Copy the listing below word for word, starting at the line that contains "Practice. Spot the blonde" and continuing through the last line of the listing, with both ends included.

+ + + + +

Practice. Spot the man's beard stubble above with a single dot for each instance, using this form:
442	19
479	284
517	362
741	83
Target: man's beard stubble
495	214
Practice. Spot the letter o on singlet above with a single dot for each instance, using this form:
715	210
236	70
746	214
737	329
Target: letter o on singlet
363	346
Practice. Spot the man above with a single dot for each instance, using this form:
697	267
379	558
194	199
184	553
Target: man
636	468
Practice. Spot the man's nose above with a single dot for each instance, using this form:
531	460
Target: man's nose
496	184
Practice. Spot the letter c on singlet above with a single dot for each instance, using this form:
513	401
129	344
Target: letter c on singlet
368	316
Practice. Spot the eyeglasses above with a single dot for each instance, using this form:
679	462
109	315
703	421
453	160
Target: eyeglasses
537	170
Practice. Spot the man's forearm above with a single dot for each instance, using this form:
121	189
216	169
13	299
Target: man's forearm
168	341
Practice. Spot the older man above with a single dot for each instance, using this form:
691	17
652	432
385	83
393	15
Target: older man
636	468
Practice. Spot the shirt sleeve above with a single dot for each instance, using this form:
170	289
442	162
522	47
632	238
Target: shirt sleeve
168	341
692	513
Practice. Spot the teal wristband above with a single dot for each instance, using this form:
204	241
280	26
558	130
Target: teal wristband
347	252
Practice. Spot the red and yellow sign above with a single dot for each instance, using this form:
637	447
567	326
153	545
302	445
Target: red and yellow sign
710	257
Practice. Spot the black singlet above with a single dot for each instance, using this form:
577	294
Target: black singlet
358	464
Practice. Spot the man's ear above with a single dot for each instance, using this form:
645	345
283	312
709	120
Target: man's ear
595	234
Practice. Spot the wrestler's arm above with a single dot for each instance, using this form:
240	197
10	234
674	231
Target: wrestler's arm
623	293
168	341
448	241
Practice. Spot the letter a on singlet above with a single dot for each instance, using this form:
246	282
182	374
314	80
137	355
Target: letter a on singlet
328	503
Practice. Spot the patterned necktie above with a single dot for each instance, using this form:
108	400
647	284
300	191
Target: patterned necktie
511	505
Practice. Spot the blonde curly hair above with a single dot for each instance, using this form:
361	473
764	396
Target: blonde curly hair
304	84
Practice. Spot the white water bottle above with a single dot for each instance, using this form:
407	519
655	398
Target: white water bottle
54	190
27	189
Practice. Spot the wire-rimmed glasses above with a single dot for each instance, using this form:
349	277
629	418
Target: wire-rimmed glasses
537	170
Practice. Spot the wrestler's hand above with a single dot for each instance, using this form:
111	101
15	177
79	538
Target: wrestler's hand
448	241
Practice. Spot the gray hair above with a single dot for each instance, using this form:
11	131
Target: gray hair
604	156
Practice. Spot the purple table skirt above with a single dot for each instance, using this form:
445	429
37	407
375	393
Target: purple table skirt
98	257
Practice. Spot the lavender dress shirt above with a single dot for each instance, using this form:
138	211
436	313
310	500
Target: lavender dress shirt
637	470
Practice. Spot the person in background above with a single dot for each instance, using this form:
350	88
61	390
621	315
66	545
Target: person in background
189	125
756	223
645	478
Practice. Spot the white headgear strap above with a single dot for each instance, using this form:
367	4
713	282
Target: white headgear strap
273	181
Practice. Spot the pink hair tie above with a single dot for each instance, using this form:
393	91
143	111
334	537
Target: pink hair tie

+ + + + +

**The result**
Practice. Spot the blonde curly hair above with a single dot for each instance, using this form:
361	473
764	396
Target: blonde curly hair
304	84
Practice. Spot the white water bottle above with a single dot for each instance, using this form:
407	519
655	398
Target: white water bottle
54	190
27	189
Practice. Spot the wire-rimmed glasses above with a single dot for each instance, using this form:
349	277
629	418
Target: wire-rimmed glasses
537	170
Practice. Spot the wrestler's hand above with a single dot for each instance, using this form:
111	101
15	177
79	538
Target: wrestler's hand
448	241
Practice. Spot the gray hair above with a single dot for each instance, using this form:
11	131
Target: gray hair
604	156
Practice. Spot the purple table skirt above with a single dot for each instance, using this form:
445	429
37	407
375	393
Target: purple table skirt
98	257
Practice. Spot the lavender dress shirt above with a single dot for each instance, using this form:
138	211
436	313
310	500
Target: lavender dress shirt
637	470
Practice. Spot the person in background above with a single dot for each instance, using this form:
350	88
61	390
621	315
66	545
Target: person in background
189	125
756	223
645	478
Practice. Spot the white headgear strap above with a single dot for each instance, using this form:
367	4
713	282
Target: white headgear strap
273	181
Practice. Spot the pink hair tie above with a single dot for each instance, using this form:
393	91
143	111
334	537
Target: pink hair tie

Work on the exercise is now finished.